(Beginning of RECORD EXCERPTS)
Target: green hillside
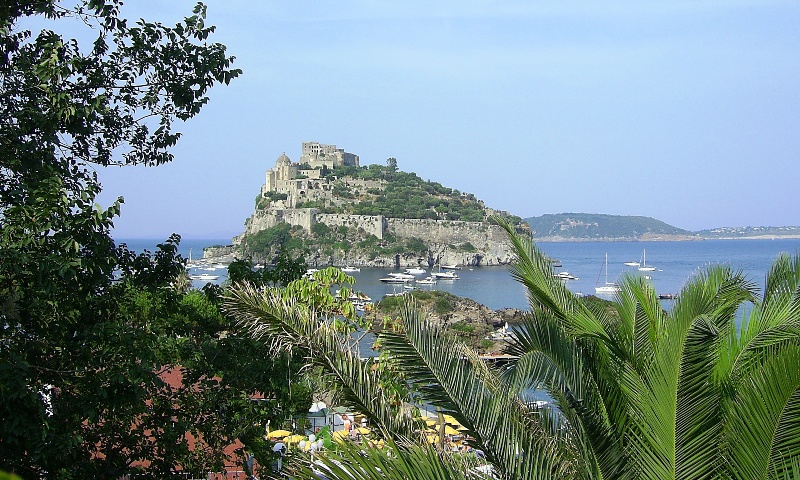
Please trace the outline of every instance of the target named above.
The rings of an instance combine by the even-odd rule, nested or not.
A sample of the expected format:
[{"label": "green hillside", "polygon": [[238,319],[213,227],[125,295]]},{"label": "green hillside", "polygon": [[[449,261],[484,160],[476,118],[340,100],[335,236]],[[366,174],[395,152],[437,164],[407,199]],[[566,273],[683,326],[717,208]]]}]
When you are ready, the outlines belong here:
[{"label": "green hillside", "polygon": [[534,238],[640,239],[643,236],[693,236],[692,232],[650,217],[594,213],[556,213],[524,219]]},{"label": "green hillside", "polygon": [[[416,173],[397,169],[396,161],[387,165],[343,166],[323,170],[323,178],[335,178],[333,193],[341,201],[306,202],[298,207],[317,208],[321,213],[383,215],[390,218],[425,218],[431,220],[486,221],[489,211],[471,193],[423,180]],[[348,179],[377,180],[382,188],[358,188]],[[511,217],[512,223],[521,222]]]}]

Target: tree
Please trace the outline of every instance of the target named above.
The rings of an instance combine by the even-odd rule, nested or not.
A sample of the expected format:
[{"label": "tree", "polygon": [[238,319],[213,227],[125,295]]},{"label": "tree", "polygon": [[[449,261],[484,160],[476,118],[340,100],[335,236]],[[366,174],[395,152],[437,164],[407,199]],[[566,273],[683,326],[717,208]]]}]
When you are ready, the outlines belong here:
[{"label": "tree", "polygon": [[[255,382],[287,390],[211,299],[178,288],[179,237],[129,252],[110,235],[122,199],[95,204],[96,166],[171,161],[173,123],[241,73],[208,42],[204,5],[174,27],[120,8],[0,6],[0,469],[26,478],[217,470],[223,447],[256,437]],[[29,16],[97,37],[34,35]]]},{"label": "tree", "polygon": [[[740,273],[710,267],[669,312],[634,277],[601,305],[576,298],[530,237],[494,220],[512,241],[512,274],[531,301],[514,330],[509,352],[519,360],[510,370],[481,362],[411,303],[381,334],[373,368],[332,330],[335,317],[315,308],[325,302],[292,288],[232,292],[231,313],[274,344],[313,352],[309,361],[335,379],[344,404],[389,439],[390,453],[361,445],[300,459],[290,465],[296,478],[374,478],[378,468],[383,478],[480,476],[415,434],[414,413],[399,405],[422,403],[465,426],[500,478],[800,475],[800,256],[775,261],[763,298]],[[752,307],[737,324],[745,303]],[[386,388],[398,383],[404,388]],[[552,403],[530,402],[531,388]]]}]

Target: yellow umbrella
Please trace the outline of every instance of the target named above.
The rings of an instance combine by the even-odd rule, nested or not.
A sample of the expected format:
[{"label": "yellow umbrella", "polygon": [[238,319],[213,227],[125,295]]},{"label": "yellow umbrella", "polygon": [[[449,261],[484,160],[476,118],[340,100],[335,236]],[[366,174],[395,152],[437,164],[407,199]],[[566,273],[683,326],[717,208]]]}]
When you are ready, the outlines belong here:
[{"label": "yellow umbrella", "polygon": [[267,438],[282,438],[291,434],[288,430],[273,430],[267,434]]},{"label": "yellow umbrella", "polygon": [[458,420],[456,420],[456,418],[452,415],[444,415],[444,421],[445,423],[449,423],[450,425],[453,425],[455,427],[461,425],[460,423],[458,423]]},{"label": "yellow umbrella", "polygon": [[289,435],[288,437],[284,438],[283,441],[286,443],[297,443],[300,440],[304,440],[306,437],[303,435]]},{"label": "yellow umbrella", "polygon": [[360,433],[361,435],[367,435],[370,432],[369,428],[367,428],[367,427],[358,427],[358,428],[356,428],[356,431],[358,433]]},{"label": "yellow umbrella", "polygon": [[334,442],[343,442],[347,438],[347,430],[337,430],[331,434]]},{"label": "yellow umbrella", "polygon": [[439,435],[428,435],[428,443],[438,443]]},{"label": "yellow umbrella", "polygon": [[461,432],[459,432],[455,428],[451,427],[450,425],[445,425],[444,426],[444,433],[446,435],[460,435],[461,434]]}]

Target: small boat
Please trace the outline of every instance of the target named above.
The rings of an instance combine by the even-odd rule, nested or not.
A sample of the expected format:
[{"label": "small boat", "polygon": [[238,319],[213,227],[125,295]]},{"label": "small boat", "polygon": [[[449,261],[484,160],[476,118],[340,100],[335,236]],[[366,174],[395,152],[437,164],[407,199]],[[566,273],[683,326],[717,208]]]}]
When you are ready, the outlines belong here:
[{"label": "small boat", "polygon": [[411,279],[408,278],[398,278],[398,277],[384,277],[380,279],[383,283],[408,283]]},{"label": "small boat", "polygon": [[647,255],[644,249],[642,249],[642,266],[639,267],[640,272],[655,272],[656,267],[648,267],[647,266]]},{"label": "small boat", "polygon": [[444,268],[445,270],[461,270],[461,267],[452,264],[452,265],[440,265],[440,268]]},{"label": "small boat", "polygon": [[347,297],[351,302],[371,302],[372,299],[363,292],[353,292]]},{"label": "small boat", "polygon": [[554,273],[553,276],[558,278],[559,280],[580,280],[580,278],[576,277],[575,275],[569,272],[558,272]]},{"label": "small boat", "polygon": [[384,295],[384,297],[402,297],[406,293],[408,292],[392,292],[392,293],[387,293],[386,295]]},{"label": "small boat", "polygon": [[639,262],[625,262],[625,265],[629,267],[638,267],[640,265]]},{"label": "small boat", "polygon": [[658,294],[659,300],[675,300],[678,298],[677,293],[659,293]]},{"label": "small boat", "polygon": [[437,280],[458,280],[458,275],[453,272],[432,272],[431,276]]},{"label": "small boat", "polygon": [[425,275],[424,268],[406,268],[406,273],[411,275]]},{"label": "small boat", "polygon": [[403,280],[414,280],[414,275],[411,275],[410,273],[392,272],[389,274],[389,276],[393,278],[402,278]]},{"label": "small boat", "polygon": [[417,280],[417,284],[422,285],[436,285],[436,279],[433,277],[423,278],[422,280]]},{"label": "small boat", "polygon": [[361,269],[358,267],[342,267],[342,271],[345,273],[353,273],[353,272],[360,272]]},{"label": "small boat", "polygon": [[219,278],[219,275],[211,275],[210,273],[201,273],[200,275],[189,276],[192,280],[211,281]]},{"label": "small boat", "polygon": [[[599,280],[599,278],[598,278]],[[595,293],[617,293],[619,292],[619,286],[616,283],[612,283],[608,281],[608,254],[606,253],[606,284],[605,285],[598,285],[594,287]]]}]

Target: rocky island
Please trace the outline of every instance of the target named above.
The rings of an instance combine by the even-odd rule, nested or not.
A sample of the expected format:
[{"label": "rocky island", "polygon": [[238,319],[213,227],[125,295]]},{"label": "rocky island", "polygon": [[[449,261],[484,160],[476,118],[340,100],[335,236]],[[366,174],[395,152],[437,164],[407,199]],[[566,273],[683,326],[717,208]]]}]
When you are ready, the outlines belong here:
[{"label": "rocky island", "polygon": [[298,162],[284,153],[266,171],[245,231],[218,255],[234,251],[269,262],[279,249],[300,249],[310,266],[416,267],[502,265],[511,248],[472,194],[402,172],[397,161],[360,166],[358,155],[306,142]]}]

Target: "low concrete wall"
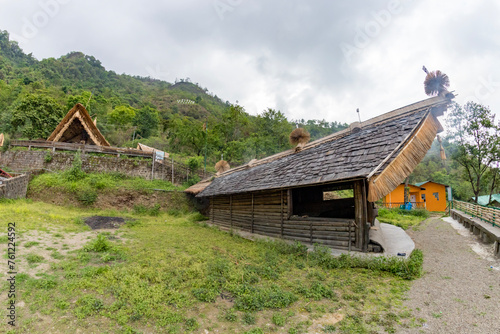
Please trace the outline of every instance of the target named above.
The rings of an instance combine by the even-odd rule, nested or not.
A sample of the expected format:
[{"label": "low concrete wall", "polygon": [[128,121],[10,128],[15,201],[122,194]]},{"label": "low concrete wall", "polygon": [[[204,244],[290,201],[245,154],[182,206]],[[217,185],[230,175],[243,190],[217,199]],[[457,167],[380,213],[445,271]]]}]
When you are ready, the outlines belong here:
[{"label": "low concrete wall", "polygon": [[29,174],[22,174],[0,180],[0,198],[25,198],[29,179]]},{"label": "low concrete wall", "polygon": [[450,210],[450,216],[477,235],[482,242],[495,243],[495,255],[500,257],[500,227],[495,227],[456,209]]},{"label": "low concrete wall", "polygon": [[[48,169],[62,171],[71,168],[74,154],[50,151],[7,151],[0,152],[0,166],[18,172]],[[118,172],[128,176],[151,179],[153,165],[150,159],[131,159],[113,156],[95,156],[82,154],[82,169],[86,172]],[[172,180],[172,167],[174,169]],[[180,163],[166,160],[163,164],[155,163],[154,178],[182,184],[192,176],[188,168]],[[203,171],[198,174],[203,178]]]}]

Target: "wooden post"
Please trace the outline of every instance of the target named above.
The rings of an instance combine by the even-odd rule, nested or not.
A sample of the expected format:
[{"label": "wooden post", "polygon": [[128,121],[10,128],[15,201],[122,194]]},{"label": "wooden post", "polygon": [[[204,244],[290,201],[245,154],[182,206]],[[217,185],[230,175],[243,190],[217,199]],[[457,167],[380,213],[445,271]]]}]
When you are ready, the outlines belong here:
(End of RECORD EXCERPTS)
Every line that holds the word "wooden" should be copied from the records.

YOUR RESPONSE
Target: "wooden post"
[{"label": "wooden post", "polygon": [[128,121],[10,128],[15,201],[122,194]]},{"label": "wooden post", "polygon": [[[204,244],[290,201],[245,154],[182,206]],[[217,185],[230,175],[243,190],[217,199]],[[457,167],[380,213],[445,271]]]}]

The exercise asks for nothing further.